Extract each line of the data and write it out again exactly.

Pointing records
* * *

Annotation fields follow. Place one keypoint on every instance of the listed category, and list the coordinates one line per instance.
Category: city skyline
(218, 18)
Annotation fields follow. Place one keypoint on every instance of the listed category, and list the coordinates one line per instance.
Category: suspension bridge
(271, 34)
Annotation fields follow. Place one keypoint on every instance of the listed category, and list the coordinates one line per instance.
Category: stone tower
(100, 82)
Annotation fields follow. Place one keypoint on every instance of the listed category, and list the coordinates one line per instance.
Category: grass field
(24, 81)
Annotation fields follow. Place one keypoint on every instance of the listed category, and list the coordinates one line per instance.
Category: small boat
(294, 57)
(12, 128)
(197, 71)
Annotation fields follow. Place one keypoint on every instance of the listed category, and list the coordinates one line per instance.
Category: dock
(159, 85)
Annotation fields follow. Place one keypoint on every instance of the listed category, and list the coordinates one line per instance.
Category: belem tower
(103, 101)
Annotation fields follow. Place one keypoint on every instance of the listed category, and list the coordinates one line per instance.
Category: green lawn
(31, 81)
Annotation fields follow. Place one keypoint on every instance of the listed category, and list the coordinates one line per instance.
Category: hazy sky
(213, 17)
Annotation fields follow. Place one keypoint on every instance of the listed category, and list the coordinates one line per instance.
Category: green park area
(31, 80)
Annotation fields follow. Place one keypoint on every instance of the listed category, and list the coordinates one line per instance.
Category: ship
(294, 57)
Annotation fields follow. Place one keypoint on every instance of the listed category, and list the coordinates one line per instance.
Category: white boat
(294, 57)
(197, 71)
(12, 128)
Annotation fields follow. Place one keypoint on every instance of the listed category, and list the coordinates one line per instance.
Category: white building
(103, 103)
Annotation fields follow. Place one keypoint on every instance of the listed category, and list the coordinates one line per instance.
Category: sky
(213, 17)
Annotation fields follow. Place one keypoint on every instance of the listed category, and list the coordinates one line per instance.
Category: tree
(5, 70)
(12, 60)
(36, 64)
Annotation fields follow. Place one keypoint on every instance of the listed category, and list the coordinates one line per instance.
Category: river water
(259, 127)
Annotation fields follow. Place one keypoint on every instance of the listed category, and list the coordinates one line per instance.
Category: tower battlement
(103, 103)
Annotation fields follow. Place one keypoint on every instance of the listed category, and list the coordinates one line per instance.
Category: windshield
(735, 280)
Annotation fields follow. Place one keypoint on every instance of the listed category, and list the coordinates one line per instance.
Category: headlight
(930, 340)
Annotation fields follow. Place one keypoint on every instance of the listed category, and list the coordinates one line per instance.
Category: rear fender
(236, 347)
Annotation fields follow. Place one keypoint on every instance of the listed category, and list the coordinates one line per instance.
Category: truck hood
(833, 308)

* * *

## Output below
Annotation fields follow. Place one keypoint on every instance of the listed category, and list the coordinates one line per instance.
Category: city skyline
(218, 18)
Annotation fields follow. Place one keypoint on every instance of the listed category, and list the coordinates one line per instance.
Category: suspension bridge
(271, 34)
Annotation fields follow. Place one keypoint on every instance of the listed category, and list the coordinates one line per instance.
Category: stone tower
(100, 82)
Annotation fields follow. Place one keypoint on every instance of the listed category, and list the coordinates one line per instance.
Category: grass field
(24, 81)
Annotation fields follow. Place one keypoint on every instance of the listed category, and list the coordinates one line per instance.
Category: small boat
(294, 57)
(12, 128)
(197, 71)
Annotation fields follow. Place one keypoint on every instance of the listed category, and list the coordinates one line per instance.
Category: dock
(159, 85)
Annotation fields follow. Place one keypoint on every instance of the listed category, and list the coordinates one line per instance.
Category: belem tower
(103, 101)
Annotation fields follow. Place one keypoint on every instance of the listed category, and list the coordinates one line per instance.
Category: green lawn
(31, 81)
Annotation fields follow. Place one keypoint on every instance of the listed category, and list the coordinates one line per instance.
Category: hazy sky
(213, 17)
Annotation fields follow. Place one keypoint on every instance of the listed category, and list the coordinates one line per instance.
Category: green park area
(31, 80)
Annotation fields follow. Place one keypoint on every instance of the listed category, and list the coordinates one line per instance.
Category: ship
(294, 57)
Annotation fields follow. Place one keypoint on every instance of the listed category, and list the coordinates one line per instance.
Category: white boat
(294, 57)
(197, 71)
(12, 128)
Annotation fields follow. Place one keypoint on every instance of the listed category, and list the coordinates one line per instance.
Category: white building
(103, 103)
Annotation fields follow. Place one keypoint on every instance of the listed category, and list the coordinates one line per instance.
Category: sky
(213, 17)
Annotation fields follow. Place one keypoint on every instance of the listed category, and list the coordinates one line per instance.
Category: tree
(5, 70)
(12, 60)
(36, 64)
Annotation fields follow. Place one keypoint on every instance of the listed category, and list the coordinates one line per instance.
Category: river water
(259, 127)
Annotation fields follow. Place one keypoint on every instance of the listed category, and list the coordinates one line per instance.
Category: tower battlement
(103, 103)
Annotation fields follow. Place one keypoint on every instance of the listed category, and list the coordinates one line per instance.
Category: windshield
(735, 280)
Annotation fields follow. Place one keypoint on every instance of the listed category, and list the coordinates one line per instance.
Category: headlight
(930, 340)
Annotation fields follow. Place one keypoint on every instance of the listed category, and list the coordinates one line per instance.
Category: rear fender
(236, 347)
Annotation fields follow. Place one keypoint on every instance of the listed category, and list the coordinates one line per instance.
Category: truck hood
(833, 308)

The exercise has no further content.